──────── Data section ────────

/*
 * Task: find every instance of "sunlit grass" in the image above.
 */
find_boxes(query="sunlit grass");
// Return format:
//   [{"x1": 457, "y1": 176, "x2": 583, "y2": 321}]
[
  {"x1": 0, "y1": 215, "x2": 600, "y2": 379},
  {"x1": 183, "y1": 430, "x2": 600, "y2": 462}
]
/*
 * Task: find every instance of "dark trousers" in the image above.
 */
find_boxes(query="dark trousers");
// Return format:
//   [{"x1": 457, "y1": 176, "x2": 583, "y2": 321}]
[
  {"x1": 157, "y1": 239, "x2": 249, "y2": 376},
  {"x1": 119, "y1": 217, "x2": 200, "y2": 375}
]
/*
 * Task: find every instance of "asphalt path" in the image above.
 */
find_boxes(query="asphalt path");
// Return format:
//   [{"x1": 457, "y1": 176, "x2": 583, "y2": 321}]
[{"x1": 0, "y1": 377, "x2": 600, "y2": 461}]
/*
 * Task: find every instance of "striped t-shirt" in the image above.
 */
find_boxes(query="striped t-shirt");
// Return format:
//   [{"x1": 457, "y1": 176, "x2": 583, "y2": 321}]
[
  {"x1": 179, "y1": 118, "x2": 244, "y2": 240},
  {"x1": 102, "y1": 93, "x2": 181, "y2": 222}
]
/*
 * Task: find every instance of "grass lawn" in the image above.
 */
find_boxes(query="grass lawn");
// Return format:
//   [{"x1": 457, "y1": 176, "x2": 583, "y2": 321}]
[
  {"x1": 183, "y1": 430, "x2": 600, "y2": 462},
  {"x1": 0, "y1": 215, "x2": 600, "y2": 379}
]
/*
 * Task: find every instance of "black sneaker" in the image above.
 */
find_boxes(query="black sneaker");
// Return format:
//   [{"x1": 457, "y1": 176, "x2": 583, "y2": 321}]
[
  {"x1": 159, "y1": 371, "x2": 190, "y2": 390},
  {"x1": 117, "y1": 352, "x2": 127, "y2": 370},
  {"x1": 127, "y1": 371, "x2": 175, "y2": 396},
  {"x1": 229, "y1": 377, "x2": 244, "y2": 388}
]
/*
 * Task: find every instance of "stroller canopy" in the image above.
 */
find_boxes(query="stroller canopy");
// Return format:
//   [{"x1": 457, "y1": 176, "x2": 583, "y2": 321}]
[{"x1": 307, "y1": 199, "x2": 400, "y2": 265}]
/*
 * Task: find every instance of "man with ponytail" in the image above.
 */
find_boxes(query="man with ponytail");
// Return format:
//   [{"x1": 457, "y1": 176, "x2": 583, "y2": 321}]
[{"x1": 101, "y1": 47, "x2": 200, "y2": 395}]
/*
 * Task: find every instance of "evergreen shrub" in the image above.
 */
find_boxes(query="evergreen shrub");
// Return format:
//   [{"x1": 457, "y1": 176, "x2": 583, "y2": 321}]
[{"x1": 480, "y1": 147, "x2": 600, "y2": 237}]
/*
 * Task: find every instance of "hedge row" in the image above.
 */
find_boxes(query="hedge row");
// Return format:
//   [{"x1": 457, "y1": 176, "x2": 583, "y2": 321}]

────────

** Required work **
Write the data back out verbatim.

** Problem solution **
/*
 * Task: find every instance of "sunlit grass" in the image above.
 */
find_boxes(query="sunlit grass");
// Return format:
//   [{"x1": 457, "y1": 176, "x2": 583, "y2": 321}]
[
  {"x1": 0, "y1": 215, "x2": 600, "y2": 379},
  {"x1": 183, "y1": 430, "x2": 600, "y2": 462}
]
/*
 * Task: find every instance of "dark trousers" in the image above.
 */
find_boxes(query="dark trousers");
// Return format:
//   [{"x1": 457, "y1": 176, "x2": 583, "y2": 321}]
[
  {"x1": 157, "y1": 239, "x2": 249, "y2": 376},
  {"x1": 119, "y1": 217, "x2": 200, "y2": 375}
]
/*
 * Task: find every instance of "asphalt path" in the image above.
 */
find_boxes(query="asphalt path");
// Return format:
//   [{"x1": 457, "y1": 176, "x2": 583, "y2": 321}]
[{"x1": 0, "y1": 377, "x2": 600, "y2": 461}]
/*
 * Task: find every instance of "striped t-shirt" in the image above.
 */
find_boxes(query="striped t-shirt");
// Return format:
//   [{"x1": 457, "y1": 176, "x2": 583, "y2": 321}]
[
  {"x1": 179, "y1": 118, "x2": 244, "y2": 240},
  {"x1": 102, "y1": 93, "x2": 181, "y2": 222}
]
/*
 * Task: find every instance of "grass lawn" in the image above.
 */
find_boxes(query="grass lawn");
// Return format:
//   [{"x1": 457, "y1": 176, "x2": 583, "y2": 321}]
[
  {"x1": 183, "y1": 430, "x2": 600, "y2": 462},
  {"x1": 0, "y1": 215, "x2": 600, "y2": 379}
]
/*
 * Task: find every instance of "black sneaker" in the image above.
 */
find_boxes(query="black sneaker");
// Return format:
//   [{"x1": 457, "y1": 176, "x2": 583, "y2": 321}]
[
  {"x1": 159, "y1": 371, "x2": 190, "y2": 390},
  {"x1": 117, "y1": 352, "x2": 127, "y2": 370},
  {"x1": 127, "y1": 371, "x2": 175, "y2": 396},
  {"x1": 229, "y1": 377, "x2": 244, "y2": 388}
]
/*
 * Task: find every instance of "stroller canopy" in the image above.
 */
find_boxes(query="stroller canopy");
// Return format:
//   [{"x1": 457, "y1": 176, "x2": 583, "y2": 321}]
[{"x1": 307, "y1": 199, "x2": 400, "y2": 265}]
/*
 * Task: find every instance of "man with ponytail" in the image above.
 */
find_boxes(query="man with ponytail");
// Return format:
//   [{"x1": 457, "y1": 176, "x2": 583, "y2": 321}]
[{"x1": 101, "y1": 47, "x2": 200, "y2": 395}]
/*
 * Task: find every instance of "evergreen shrub" in the image above.
 */
find_boxes(query="evergreen shrub");
// Return format:
//   [{"x1": 457, "y1": 176, "x2": 583, "y2": 321}]
[{"x1": 480, "y1": 147, "x2": 600, "y2": 237}]
/*
 * Task: find every instance of "hedge row" in the image above.
 */
find_boxes(query="hedge row");
// Return format:
//   [{"x1": 457, "y1": 176, "x2": 583, "y2": 321}]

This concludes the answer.